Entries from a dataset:
— start —
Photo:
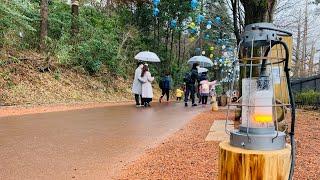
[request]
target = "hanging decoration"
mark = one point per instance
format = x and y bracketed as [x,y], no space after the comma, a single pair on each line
[173,23]
[217,20]
[156,11]
[156,2]
[194,4]
[199,19]
[207,37]
[209,24]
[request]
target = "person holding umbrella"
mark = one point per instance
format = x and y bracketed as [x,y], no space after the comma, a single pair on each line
[146,79]
[190,79]
[137,85]
[145,56]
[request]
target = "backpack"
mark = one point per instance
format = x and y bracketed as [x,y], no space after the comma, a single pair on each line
[187,78]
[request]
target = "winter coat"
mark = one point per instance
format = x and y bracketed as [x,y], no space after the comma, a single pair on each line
[146,85]
[137,85]
[166,82]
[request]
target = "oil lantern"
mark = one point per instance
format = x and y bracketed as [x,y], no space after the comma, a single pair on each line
[261,75]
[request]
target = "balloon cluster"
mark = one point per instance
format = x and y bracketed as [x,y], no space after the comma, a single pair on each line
[156,11]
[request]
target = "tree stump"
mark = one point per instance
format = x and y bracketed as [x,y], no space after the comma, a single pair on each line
[242,164]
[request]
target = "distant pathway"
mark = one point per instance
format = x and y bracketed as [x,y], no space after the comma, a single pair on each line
[84,144]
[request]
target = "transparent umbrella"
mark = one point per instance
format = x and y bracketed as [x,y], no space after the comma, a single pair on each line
[202,60]
[202,70]
[147,56]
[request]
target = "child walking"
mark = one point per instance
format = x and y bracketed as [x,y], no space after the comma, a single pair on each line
[179,94]
[205,90]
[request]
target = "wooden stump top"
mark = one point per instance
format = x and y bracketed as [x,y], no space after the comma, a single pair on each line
[242,164]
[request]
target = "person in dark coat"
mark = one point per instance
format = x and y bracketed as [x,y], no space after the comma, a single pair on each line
[190,79]
[203,76]
[165,86]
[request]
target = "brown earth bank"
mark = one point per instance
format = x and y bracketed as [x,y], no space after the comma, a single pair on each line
[27,78]
[186,155]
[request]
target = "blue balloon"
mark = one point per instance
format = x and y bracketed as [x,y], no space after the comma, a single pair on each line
[194,4]
[193,31]
[155,11]
[200,18]
[156,2]
[217,20]
[173,23]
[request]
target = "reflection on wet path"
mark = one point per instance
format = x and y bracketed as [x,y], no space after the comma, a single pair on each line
[84,144]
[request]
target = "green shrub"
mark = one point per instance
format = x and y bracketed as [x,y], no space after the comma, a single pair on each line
[309,97]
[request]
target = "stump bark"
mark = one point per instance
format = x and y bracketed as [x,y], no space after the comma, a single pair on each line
[242,164]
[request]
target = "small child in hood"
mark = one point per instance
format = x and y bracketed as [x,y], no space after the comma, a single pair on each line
[179,94]
[205,87]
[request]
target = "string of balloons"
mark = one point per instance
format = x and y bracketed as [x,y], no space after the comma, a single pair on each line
[192,27]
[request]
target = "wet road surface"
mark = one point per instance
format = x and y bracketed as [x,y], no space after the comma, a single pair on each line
[84,144]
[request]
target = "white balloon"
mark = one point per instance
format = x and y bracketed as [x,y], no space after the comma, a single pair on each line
[225,54]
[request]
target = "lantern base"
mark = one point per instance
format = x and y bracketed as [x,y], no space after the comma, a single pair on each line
[271,141]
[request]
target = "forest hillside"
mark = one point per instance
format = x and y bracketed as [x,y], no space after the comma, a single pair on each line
[61,51]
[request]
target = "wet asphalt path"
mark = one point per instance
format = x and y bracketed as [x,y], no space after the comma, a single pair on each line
[84,144]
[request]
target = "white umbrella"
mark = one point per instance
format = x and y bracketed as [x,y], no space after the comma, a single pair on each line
[202,60]
[147,56]
[202,70]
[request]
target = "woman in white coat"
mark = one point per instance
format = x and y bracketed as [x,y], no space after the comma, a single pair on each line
[137,85]
[146,79]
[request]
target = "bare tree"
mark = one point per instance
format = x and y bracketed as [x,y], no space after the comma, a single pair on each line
[305,40]
[297,69]
[75,14]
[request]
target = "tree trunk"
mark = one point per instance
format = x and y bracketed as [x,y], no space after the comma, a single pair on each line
[305,40]
[74,14]
[235,19]
[171,46]
[43,24]
[297,65]
[310,64]
[258,10]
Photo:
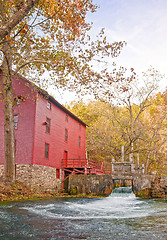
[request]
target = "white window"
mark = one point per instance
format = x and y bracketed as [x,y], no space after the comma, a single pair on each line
[48,105]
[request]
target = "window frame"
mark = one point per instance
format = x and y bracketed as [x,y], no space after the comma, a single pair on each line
[46,151]
[48,105]
[66,118]
[15,120]
[48,123]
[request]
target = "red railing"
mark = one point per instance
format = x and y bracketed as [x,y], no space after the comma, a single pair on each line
[86,165]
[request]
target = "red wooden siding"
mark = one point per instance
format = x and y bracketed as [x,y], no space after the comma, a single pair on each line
[31,134]
[25,111]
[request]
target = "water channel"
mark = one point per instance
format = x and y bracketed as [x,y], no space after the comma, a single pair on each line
[119,216]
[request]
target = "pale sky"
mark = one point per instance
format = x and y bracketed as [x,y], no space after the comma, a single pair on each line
[142,24]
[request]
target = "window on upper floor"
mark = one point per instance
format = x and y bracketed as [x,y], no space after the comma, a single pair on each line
[15,121]
[46,150]
[18,99]
[66,135]
[66,118]
[79,142]
[48,105]
[47,125]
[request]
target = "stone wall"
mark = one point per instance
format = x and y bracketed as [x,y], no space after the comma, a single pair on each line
[37,178]
[94,184]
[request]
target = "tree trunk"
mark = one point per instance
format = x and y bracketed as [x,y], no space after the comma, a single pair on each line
[9,135]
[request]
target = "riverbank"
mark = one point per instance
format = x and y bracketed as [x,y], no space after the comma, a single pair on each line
[18,192]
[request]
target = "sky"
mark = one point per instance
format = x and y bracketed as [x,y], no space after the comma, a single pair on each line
[142,24]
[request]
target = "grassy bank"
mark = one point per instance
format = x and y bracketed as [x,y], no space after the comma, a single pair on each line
[17,191]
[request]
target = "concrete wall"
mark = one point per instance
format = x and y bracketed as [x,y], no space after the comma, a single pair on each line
[37,178]
[94,184]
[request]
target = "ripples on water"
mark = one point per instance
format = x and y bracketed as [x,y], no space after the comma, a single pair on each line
[119,216]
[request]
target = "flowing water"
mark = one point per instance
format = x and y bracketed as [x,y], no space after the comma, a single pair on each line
[119,216]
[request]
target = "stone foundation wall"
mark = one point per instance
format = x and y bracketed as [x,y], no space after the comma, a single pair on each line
[37,178]
[90,184]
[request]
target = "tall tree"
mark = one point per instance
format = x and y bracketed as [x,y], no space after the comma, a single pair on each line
[39,36]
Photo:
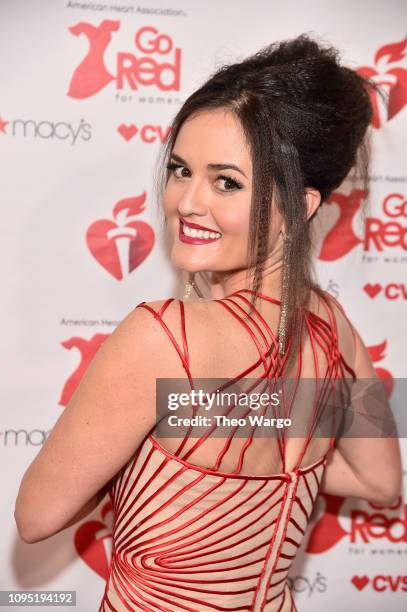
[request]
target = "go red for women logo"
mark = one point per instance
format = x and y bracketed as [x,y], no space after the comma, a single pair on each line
[380,233]
[392,78]
[153,62]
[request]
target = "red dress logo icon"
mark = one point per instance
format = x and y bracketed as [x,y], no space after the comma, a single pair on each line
[91,76]
[394,79]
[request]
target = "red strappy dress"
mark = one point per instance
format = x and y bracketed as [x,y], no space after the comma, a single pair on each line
[187,537]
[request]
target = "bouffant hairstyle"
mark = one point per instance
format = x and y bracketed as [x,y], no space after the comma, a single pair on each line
[305,117]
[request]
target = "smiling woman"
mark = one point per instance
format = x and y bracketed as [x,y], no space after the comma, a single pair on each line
[215,522]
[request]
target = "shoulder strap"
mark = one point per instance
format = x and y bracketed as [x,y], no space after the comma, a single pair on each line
[183,354]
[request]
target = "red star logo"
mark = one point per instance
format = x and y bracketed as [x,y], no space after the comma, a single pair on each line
[3,125]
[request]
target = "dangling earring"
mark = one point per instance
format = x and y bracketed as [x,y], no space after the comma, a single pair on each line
[191,285]
[282,329]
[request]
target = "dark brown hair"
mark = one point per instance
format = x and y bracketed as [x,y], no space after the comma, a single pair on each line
[305,118]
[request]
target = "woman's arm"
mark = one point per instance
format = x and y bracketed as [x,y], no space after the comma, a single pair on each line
[108,416]
[369,468]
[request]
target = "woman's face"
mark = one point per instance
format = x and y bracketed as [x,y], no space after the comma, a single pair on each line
[200,192]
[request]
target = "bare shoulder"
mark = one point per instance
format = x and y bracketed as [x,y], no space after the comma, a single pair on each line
[158,325]
[350,340]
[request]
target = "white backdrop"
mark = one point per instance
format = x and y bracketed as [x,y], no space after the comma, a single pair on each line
[82,115]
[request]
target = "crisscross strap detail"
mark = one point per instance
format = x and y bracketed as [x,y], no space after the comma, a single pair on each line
[322,334]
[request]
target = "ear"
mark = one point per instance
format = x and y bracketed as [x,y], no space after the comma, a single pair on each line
[313,198]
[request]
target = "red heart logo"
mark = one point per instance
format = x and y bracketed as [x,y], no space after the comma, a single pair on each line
[101,239]
[372,290]
[360,582]
[127,131]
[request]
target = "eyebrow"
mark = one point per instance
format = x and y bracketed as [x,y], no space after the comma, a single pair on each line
[211,166]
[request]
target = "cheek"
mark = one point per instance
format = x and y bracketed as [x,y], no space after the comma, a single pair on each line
[233,219]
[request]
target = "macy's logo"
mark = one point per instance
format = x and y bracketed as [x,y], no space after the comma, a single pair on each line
[91,76]
[378,233]
[60,130]
[394,79]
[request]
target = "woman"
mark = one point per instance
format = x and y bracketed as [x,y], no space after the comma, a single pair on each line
[213,522]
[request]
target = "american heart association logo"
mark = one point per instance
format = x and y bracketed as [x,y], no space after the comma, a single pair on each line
[120,246]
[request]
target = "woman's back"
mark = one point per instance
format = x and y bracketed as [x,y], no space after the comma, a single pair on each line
[218,528]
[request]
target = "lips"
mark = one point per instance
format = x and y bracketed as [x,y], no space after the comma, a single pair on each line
[196,226]
[196,240]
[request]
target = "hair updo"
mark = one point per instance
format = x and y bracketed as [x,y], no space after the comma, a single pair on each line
[305,118]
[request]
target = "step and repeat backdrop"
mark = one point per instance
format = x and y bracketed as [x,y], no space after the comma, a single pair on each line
[88,90]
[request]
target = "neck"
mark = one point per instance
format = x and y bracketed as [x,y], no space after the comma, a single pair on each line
[225,283]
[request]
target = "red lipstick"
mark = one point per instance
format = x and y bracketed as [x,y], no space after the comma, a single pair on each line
[189,239]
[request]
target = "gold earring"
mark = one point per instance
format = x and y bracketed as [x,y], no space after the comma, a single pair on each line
[282,328]
[191,285]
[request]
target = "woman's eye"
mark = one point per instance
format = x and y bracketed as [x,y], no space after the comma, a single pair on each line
[230,184]
[173,167]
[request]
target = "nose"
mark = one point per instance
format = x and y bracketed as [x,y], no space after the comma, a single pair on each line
[192,199]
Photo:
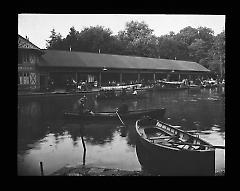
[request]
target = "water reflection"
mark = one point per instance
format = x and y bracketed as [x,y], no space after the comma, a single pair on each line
[44,135]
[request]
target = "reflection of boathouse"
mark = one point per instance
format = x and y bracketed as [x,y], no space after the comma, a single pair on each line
[36,66]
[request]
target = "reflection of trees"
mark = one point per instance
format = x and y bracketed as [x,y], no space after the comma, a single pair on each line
[131,138]
[99,133]
[30,125]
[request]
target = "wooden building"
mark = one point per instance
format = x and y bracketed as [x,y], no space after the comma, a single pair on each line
[36,67]
[28,60]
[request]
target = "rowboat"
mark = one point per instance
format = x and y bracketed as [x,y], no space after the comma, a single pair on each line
[130,115]
[194,88]
[119,97]
[173,150]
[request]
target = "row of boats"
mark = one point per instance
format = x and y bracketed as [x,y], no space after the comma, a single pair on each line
[181,152]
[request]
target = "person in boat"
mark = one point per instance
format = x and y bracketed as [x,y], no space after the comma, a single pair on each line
[134,91]
[124,92]
[123,108]
[82,106]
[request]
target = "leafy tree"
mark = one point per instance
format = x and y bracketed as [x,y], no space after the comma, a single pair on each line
[187,35]
[55,41]
[137,38]
[217,54]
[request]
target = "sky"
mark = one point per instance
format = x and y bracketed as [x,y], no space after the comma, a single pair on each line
[37,27]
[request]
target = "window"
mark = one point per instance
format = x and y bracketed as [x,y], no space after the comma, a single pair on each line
[32,78]
[20,78]
[26,78]
[25,57]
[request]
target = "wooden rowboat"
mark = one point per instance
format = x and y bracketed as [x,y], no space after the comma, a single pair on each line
[130,115]
[176,152]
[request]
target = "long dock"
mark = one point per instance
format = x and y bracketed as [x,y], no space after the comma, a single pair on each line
[85,170]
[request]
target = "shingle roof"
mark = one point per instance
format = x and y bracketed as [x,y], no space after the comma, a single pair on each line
[58,58]
[24,43]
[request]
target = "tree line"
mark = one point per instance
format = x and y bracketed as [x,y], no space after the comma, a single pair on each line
[137,39]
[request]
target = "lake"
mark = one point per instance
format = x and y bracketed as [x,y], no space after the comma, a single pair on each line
[44,136]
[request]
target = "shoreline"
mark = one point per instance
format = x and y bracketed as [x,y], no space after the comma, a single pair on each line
[85,170]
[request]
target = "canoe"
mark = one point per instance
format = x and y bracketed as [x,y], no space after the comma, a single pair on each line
[123,97]
[131,115]
[174,151]
[194,88]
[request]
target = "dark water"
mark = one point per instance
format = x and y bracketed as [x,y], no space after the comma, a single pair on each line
[44,136]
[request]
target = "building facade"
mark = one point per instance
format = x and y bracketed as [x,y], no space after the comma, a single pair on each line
[36,68]
[28,60]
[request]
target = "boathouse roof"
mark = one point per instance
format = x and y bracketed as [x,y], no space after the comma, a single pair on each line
[24,43]
[59,58]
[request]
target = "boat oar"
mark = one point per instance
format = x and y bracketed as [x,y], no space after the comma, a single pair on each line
[120,119]
[212,146]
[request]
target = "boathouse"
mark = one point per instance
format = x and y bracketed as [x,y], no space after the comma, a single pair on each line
[28,60]
[36,67]
[105,68]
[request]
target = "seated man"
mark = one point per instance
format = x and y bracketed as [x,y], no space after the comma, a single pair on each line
[123,108]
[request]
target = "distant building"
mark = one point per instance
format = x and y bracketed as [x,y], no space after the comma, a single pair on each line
[28,58]
[36,67]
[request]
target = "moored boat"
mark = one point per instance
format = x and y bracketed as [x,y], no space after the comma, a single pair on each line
[176,151]
[194,87]
[130,115]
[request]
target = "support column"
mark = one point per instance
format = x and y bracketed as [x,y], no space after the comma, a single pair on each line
[120,77]
[76,80]
[100,79]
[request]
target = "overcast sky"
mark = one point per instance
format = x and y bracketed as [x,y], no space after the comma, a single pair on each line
[38,26]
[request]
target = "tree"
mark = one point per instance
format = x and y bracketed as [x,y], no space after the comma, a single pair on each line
[72,39]
[94,39]
[187,35]
[137,38]
[55,41]
[217,54]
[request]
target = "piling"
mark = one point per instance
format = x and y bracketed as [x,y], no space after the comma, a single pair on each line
[41,167]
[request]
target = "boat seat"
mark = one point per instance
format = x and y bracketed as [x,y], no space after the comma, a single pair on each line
[161,137]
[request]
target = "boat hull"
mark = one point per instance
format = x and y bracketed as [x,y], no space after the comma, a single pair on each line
[131,115]
[172,162]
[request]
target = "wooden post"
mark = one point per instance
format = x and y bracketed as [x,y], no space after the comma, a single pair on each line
[41,167]
[76,81]
[120,77]
[100,79]
[82,129]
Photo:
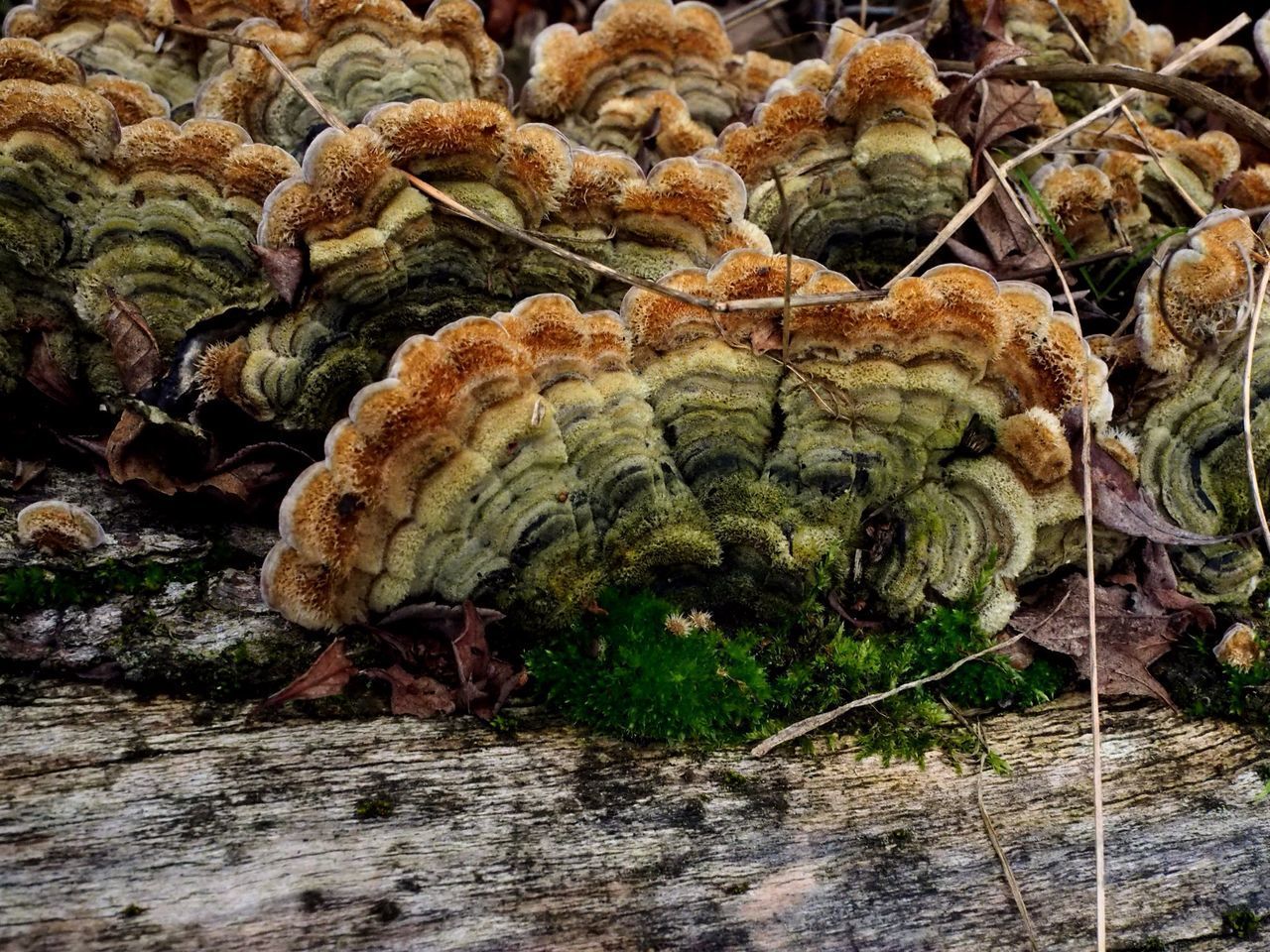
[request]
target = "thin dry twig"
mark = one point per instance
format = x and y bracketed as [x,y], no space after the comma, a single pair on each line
[984,193]
[1087,495]
[1029,927]
[324,113]
[749,10]
[1241,118]
[810,724]
[1254,486]
[1127,113]
[786,227]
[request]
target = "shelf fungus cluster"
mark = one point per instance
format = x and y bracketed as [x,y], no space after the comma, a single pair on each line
[866,172]
[649,75]
[99,217]
[353,56]
[385,263]
[532,457]
[1192,311]
[350,55]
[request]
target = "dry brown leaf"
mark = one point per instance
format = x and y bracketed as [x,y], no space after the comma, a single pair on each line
[416,696]
[132,344]
[285,268]
[169,456]
[48,376]
[1160,588]
[1118,500]
[1006,108]
[327,675]
[1129,642]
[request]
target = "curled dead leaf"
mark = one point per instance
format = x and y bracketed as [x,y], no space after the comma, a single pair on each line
[1118,500]
[325,676]
[132,344]
[285,268]
[1129,642]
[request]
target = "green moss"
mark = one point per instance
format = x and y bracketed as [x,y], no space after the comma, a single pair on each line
[31,588]
[155,657]
[1203,687]
[379,806]
[625,673]
[1241,921]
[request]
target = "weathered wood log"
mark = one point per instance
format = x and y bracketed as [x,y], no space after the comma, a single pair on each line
[171,824]
[127,825]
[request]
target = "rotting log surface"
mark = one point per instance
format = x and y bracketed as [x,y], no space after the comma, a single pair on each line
[169,824]
[235,837]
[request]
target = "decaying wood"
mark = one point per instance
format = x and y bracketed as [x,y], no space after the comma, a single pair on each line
[130,825]
[167,824]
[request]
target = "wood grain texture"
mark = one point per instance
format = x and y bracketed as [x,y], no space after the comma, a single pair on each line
[231,835]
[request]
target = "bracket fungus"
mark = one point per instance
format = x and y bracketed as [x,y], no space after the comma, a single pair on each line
[1192,306]
[59,527]
[151,217]
[384,264]
[532,457]
[1197,164]
[354,55]
[867,173]
[645,63]
[121,37]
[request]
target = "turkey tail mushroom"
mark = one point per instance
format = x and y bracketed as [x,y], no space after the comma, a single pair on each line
[640,60]
[867,175]
[384,264]
[536,456]
[1192,306]
[354,55]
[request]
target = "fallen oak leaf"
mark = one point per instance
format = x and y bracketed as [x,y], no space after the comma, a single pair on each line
[327,675]
[132,344]
[1129,642]
[46,375]
[416,696]
[502,680]
[19,472]
[171,456]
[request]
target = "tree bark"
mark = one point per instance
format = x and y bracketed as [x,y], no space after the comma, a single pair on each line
[130,825]
[171,824]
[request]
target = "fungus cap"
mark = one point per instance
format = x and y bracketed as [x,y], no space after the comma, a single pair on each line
[56,526]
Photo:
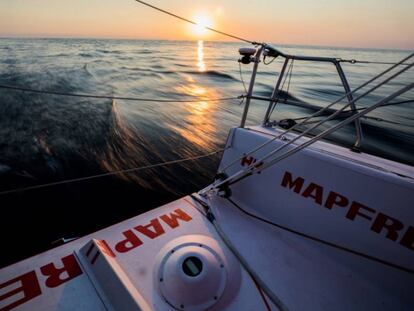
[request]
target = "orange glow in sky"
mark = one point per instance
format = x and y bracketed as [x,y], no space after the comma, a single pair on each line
— end —
• _Instructions to follow_
Pick out every line in the records above that contains the word "window" and copy each one in full.

• _Full output_
target = "white window"
target = "window frame"
target = "window on upper floor"
target = "window"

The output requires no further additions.